Set down each line of the material that follows, exactly, with no pictures.

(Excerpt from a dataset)
====

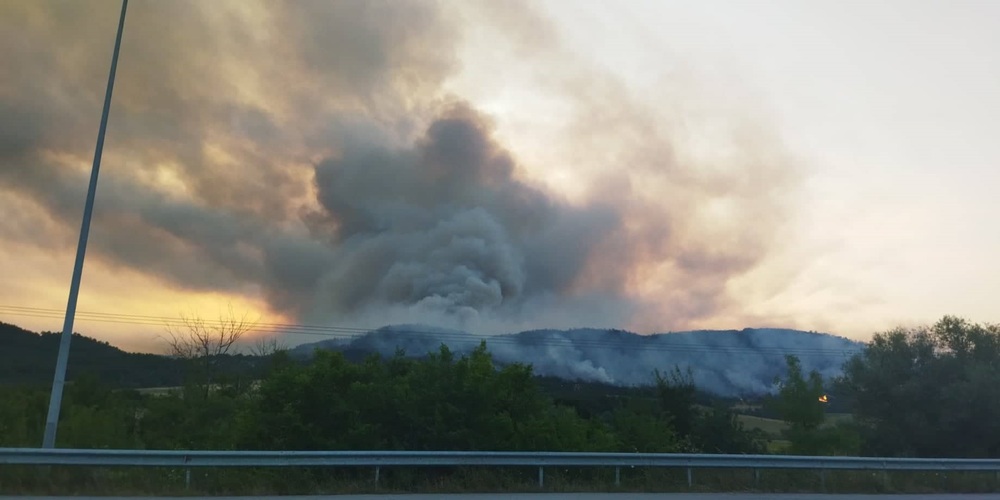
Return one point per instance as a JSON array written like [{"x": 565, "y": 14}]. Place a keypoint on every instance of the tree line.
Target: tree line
[{"x": 930, "y": 391}]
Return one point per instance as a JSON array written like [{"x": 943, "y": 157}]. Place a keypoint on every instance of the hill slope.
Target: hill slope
[
  {"x": 728, "y": 363},
  {"x": 30, "y": 358}
]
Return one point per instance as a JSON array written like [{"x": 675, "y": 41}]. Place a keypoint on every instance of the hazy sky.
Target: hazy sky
[{"x": 498, "y": 166}]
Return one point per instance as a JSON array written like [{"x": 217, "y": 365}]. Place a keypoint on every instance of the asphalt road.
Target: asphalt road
[{"x": 575, "y": 496}]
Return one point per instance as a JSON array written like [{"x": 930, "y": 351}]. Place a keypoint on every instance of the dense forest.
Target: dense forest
[{"x": 928, "y": 391}]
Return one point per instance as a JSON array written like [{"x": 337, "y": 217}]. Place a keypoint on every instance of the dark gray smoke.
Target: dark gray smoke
[
  {"x": 728, "y": 363},
  {"x": 309, "y": 152}
]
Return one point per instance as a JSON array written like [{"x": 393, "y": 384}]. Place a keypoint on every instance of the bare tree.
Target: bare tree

====

## [COMPLETE RESPONSE]
Return one point per instance as a JSON array written like [{"x": 565, "y": 14}]. Place a keypoint on every instance of the tree line.
Target: tree line
[{"x": 930, "y": 391}]
Return one point per instance as a JSON array written like [{"x": 943, "y": 157}]. Place a keypoint on every instance of the hill slope.
Target: hill slope
[
  {"x": 728, "y": 363},
  {"x": 30, "y": 358}
]
Return one point per instance as a JSON array written like [{"x": 675, "y": 41}]. Place a keypoint on every instance of the hazy sky.
Target: hazy sky
[{"x": 498, "y": 166}]
Return one point per instance as a JSON array written like [{"x": 217, "y": 365}]. Place a keypoint on every instance of the asphalt road.
Target: asphalt road
[{"x": 575, "y": 496}]
Return one point per instance as a JSON array written like [{"x": 930, "y": 351}]. Place a keypoint on every instance of the dense forest.
Target: dense forest
[{"x": 928, "y": 391}]
Return one point per instance as a JSON array written like [{"x": 337, "y": 217}]. Place a keypoint on every instance of the dark gray smoke.
Target: dark gray smoke
[
  {"x": 728, "y": 363},
  {"x": 309, "y": 152}
]
Return one point per instance as a JSON array written like [{"x": 393, "y": 384}]. Place a keypoint on every instance of the bare tree.
Target: bare tree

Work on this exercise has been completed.